• PROBLEM:
Look below. Copy each line that has "blue" in it.

• Point-per-instance localization data:
=== Begin Enclosure ===
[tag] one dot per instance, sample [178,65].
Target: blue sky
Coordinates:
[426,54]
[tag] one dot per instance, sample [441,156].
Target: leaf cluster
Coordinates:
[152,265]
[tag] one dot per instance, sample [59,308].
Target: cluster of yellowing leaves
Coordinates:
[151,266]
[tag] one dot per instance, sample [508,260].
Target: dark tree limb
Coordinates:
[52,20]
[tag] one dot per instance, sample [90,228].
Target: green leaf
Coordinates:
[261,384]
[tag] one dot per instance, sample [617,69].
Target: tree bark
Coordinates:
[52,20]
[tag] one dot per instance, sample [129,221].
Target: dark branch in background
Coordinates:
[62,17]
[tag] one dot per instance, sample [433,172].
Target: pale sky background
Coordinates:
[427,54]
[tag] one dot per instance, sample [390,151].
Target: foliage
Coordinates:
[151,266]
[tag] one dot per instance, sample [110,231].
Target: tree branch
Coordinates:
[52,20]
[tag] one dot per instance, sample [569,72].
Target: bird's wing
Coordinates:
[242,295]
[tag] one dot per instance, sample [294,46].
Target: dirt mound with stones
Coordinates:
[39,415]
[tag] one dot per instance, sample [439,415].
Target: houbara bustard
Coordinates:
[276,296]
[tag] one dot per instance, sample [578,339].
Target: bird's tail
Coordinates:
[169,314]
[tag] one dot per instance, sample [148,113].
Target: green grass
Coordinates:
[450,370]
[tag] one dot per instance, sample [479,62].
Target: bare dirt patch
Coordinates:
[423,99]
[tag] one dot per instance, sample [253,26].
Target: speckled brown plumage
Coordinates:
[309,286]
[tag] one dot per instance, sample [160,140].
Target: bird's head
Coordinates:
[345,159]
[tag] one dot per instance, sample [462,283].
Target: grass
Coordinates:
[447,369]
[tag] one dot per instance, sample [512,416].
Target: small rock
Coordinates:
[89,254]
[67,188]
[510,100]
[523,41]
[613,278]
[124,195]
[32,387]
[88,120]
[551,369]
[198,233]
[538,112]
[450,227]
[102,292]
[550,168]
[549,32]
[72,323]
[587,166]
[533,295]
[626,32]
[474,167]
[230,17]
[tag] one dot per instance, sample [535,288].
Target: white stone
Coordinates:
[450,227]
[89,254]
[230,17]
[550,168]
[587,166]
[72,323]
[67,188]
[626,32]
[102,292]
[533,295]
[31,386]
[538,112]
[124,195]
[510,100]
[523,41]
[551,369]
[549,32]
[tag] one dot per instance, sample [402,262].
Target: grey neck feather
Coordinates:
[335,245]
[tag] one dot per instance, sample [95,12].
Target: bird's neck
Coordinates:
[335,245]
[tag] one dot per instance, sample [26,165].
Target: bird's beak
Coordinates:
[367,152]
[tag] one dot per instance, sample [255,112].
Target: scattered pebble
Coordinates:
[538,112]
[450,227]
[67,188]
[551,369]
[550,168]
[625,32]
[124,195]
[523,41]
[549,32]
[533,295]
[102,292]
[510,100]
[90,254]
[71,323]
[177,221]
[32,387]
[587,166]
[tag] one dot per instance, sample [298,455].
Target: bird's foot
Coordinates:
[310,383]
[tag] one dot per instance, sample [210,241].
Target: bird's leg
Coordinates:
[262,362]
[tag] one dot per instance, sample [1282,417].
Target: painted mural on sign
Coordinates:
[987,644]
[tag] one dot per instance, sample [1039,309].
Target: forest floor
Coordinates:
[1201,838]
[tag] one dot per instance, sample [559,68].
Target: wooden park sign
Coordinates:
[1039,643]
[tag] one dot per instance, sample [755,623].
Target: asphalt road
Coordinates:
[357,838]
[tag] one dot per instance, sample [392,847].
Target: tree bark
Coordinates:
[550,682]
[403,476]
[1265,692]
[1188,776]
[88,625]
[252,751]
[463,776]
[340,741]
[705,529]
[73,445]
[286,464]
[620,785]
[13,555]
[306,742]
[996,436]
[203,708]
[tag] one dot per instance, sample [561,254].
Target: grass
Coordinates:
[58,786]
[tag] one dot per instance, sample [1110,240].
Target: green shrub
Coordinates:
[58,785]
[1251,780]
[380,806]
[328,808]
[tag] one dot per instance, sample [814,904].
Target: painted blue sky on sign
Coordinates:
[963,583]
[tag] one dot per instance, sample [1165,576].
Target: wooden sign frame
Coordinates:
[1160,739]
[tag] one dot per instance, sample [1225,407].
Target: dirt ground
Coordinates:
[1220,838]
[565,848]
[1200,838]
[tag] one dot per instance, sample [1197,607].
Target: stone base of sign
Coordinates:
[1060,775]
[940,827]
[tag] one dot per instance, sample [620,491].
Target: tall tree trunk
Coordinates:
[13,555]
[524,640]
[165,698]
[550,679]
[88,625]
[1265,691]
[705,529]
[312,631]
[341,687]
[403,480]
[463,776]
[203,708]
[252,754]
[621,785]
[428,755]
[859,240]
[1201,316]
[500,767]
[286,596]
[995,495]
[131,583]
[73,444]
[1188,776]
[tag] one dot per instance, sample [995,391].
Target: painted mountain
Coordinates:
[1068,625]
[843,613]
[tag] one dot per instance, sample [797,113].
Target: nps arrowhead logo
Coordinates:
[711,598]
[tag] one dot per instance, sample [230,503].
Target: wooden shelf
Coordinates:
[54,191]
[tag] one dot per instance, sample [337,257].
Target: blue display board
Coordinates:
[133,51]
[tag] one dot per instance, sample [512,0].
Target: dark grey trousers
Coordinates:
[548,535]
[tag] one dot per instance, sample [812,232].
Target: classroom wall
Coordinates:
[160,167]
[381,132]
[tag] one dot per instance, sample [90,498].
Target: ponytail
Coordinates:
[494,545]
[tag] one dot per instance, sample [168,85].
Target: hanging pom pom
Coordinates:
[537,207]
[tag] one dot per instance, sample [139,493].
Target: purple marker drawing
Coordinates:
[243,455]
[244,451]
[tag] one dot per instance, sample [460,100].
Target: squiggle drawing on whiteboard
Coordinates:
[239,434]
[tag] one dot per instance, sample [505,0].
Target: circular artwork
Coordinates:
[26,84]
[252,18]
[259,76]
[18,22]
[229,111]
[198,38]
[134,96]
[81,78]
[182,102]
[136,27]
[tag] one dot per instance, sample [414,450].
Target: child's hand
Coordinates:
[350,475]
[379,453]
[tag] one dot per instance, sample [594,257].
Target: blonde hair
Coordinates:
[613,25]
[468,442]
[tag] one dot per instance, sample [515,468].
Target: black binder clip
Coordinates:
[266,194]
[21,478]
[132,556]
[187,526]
=== End Enclosure ===
• RESPONSE TO THE EXERCISE:
Target: blue sky
Target: painted blue sky on sign
Target: blue display board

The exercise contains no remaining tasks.